Written task:
Rewrite the lines from the one containing "Target — white socks" through the end of the records, inclusive, replacing "Target" with "Object" and leaving everything else unchanged. Give only those lines.

Start of Input material

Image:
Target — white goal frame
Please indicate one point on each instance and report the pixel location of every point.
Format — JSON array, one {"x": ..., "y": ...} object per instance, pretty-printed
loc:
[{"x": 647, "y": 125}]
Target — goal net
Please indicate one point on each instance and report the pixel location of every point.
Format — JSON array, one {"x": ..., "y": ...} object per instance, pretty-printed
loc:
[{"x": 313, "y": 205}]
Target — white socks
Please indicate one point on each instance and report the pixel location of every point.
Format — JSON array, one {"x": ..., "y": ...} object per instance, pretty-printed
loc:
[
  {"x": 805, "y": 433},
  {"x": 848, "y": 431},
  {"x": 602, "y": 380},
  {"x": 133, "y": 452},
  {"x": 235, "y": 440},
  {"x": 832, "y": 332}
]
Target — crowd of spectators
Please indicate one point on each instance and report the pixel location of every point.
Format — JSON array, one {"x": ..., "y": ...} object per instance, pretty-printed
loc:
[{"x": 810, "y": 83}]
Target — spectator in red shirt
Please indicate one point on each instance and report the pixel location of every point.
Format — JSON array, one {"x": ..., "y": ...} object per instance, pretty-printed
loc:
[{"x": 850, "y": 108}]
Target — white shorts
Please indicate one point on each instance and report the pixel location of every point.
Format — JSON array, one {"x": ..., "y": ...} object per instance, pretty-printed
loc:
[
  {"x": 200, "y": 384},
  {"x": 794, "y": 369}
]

End of Input material

Solution for this exercise:
Object — white socks
Please indicate one point on each instance and report the pixel location of every point.
Format — JSON array, one {"x": ..., "y": ...} object per instance, pretty-printed
loc:
[
  {"x": 805, "y": 433},
  {"x": 848, "y": 431},
  {"x": 602, "y": 380},
  {"x": 133, "y": 452},
  {"x": 235, "y": 440},
  {"x": 832, "y": 332}
]
Object — crowd of spectators
Please indicate one point on each instance and report the pixel location of every point.
Format — JSON array, one {"x": ..., "y": ...} object per instance, pretty-printed
loc:
[{"x": 810, "y": 83}]
Object — spectator in red shirt
Please indicate one point on each instance and report the pixel location of every point.
Format — JSON array, one {"x": ..., "y": ...} object per instance, pretty-printed
loc:
[{"x": 850, "y": 108}]
Object — white shorts
Please indicate one point on each instance and report the pixel location of every point.
Format — JSON array, one {"x": ..., "y": ...} object per instance, pretty-printed
loc:
[
  {"x": 200, "y": 384},
  {"x": 794, "y": 369}
]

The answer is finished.